* _Written problem_
Rewrite the data from its first line through the line containing "[(189, 122), (184, 122), (182, 126), (189, 126), (190, 123)]", replacing "red car" with "silver car" and leaving everything else in those lines as it is. Return only that stretch of lines.

## Start The records

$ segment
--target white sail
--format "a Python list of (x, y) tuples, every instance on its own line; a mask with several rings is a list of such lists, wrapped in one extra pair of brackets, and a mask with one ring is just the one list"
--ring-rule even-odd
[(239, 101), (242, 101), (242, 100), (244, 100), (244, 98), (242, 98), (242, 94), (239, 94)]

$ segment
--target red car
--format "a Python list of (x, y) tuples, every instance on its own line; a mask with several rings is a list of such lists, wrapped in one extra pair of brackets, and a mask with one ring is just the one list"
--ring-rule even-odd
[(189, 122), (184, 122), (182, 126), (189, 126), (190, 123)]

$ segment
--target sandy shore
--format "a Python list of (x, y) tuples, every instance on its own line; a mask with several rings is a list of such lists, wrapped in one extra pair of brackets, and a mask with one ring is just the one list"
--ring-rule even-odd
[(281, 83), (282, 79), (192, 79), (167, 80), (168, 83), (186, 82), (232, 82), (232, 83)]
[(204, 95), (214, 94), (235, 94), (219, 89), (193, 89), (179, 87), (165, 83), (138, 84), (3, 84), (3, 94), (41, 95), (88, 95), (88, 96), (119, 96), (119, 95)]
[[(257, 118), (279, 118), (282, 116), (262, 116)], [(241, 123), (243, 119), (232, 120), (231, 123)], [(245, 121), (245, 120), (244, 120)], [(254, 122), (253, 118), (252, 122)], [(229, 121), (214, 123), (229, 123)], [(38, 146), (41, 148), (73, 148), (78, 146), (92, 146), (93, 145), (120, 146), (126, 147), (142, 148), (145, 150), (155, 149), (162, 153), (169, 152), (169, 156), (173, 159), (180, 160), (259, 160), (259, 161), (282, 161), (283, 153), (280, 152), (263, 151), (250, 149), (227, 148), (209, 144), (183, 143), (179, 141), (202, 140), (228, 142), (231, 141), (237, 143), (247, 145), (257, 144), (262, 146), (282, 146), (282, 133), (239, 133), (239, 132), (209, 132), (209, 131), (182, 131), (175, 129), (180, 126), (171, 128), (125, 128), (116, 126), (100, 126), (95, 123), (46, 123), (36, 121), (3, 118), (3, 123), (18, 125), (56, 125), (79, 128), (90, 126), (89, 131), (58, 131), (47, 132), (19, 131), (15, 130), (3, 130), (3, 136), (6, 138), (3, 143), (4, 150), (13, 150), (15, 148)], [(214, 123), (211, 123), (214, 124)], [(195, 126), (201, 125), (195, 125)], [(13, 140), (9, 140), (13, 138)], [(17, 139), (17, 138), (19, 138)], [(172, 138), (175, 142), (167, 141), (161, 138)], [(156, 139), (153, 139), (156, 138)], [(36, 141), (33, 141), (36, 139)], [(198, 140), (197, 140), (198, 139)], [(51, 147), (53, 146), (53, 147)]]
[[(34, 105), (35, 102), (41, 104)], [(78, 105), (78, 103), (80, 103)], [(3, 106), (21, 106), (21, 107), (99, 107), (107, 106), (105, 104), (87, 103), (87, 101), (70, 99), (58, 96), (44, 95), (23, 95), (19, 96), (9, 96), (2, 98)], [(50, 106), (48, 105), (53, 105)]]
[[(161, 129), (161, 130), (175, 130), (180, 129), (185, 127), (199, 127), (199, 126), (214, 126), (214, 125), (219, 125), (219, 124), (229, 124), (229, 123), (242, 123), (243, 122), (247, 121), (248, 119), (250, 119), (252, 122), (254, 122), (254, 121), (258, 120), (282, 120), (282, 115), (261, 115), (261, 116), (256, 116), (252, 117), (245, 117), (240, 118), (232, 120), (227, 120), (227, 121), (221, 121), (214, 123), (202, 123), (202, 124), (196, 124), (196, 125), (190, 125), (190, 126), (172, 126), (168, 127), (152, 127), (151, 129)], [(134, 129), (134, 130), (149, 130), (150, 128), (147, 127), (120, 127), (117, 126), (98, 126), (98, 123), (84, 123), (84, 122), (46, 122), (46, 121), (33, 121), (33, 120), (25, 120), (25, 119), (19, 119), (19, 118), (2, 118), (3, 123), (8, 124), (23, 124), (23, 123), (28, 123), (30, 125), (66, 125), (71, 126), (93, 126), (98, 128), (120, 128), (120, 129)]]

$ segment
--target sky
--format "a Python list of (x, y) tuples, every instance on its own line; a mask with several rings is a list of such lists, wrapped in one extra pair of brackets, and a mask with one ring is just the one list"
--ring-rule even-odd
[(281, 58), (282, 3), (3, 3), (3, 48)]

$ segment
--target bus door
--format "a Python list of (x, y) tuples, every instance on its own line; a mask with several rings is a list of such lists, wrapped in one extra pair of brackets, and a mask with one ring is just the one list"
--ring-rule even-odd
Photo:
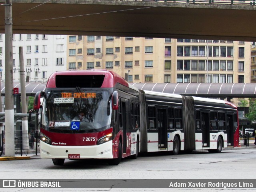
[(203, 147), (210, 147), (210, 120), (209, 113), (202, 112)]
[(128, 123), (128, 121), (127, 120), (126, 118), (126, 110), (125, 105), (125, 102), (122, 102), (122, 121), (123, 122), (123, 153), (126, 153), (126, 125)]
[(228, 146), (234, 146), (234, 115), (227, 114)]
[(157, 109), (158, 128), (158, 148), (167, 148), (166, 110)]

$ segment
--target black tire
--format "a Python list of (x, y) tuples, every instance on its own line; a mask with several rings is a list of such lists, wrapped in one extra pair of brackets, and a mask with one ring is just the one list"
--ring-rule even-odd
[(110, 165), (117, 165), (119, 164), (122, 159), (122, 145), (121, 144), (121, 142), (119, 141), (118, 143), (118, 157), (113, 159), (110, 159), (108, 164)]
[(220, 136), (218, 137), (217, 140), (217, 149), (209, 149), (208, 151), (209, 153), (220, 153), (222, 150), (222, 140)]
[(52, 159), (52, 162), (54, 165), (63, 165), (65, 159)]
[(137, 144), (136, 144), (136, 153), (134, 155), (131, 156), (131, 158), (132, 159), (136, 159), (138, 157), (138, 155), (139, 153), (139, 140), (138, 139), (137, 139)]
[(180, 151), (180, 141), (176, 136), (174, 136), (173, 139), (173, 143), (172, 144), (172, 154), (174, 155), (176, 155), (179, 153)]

## End The records

* _Exercise response_
$ segment
--target white sail
--format "a Python list of (x, y) tuples, every instance on its own line; a mask with several rings is a list of such lists, wrapped in one extra pair of brackets, and a mask with one ring is just the one list"
--ring-rule even-odd
[(239, 101), (242, 101), (242, 100), (244, 100), (244, 98), (242, 98), (242, 94), (239, 94)]

$ segment
--target silver car
--format "a Python list of (x, y) tuples, every instance on its own line; a mask with several rings is a list of such lists, wrapped in one extra pair of brackets, and a mask with one ring is just the one list"
--ring-rule even-odd
[(189, 122), (184, 122), (182, 126), (189, 126), (190, 123)]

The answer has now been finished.